Convert everything in the data below, from the line containing "[segment] black shorts" down to the line containing "131L42 137L44 144L70", both included, into a JSON list of strings with one string per line. Omit any blank lines.

DATA ROWS:

"""

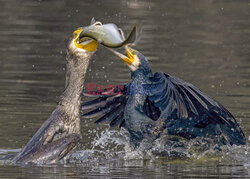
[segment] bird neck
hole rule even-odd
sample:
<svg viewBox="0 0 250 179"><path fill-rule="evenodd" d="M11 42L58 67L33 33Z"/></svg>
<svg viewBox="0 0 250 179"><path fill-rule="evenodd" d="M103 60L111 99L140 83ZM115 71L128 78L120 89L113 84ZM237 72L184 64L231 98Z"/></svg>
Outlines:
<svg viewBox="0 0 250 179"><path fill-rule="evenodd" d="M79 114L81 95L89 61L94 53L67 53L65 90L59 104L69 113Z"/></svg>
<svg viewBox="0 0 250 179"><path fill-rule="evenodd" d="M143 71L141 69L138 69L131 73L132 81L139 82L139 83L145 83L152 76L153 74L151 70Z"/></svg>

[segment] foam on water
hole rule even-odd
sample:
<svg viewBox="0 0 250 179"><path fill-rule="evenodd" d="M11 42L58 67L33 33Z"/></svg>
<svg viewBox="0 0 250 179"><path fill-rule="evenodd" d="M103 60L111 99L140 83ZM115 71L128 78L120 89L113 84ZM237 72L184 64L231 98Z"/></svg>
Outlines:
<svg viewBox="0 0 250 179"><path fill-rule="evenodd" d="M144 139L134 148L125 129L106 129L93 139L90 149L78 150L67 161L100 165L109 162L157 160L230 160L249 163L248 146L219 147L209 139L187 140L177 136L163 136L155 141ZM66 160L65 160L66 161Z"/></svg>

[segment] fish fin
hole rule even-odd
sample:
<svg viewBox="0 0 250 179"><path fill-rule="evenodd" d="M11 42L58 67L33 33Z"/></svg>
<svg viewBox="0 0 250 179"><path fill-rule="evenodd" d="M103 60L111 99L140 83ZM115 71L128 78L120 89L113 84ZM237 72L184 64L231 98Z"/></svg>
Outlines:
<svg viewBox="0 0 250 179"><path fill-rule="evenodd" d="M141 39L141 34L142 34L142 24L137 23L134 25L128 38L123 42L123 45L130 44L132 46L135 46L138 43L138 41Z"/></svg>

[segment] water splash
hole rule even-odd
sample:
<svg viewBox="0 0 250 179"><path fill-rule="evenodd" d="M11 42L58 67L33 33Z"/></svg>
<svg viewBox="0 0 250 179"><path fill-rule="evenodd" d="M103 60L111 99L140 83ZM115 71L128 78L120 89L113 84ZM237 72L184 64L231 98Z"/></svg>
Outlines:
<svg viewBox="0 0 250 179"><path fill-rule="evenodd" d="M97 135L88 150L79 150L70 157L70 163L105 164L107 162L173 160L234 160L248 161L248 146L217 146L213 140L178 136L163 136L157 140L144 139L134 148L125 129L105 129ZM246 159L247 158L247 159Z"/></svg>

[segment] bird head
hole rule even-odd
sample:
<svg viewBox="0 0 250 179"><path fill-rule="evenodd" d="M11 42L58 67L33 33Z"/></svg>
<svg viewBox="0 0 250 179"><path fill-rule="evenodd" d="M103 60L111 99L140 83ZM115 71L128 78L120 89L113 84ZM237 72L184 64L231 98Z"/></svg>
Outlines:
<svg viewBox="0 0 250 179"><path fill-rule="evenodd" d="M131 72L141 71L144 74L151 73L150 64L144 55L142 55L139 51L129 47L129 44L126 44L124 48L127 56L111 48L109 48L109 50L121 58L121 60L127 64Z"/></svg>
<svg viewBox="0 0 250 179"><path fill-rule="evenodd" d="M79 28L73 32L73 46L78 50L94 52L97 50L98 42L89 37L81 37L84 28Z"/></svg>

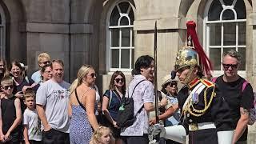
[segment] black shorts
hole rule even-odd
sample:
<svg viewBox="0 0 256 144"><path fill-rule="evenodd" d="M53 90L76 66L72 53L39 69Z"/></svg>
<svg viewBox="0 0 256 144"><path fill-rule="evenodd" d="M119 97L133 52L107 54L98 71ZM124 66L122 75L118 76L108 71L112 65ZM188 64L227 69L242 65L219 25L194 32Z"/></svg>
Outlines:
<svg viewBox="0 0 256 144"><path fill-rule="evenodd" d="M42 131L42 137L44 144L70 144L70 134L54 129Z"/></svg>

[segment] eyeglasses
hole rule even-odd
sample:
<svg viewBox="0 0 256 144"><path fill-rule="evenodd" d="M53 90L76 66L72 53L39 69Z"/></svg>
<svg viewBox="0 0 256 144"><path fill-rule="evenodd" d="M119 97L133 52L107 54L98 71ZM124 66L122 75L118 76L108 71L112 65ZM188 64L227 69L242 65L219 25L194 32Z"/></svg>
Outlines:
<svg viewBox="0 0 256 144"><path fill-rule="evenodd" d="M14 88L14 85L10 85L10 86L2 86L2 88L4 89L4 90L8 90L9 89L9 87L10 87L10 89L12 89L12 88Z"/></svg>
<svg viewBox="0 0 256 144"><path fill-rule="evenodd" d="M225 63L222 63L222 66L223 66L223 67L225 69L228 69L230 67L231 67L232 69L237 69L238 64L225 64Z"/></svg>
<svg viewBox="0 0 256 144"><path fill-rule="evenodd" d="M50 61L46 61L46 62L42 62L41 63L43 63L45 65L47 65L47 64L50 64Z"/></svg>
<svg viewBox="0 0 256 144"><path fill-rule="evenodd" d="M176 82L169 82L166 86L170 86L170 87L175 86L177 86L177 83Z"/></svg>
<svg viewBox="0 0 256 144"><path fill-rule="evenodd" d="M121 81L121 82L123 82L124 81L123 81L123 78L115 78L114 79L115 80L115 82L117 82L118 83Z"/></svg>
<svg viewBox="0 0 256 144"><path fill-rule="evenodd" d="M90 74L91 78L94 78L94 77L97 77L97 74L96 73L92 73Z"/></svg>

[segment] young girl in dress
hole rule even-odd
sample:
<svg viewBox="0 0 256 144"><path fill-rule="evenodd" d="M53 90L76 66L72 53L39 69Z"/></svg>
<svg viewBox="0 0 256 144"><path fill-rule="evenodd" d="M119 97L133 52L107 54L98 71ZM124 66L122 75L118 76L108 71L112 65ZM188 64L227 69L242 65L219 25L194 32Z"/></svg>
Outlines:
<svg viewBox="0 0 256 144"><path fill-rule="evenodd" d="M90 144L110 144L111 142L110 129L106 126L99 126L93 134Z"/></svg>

"""

PROBLEM SOLUTION:
[
  "[segment] black shorts",
  "hole rule even-odd",
  "sample:",
  "<svg viewBox=\"0 0 256 144\"><path fill-rule=\"evenodd\" d=\"M53 90L76 66L72 53L39 69Z\"/></svg>",
  "<svg viewBox=\"0 0 256 144\"><path fill-rule=\"evenodd\" d=\"M119 97L133 52L107 54L98 71ZM124 66L122 75L118 76L108 71L112 65ZM188 64L227 69L242 65L219 25L194 32Z\"/></svg>",
  "Outlines:",
  "<svg viewBox=\"0 0 256 144\"><path fill-rule=\"evenodd\" d=\"M42 131L42 137L44 144L70 144L70 134L54 129Z\"/></svg>"
]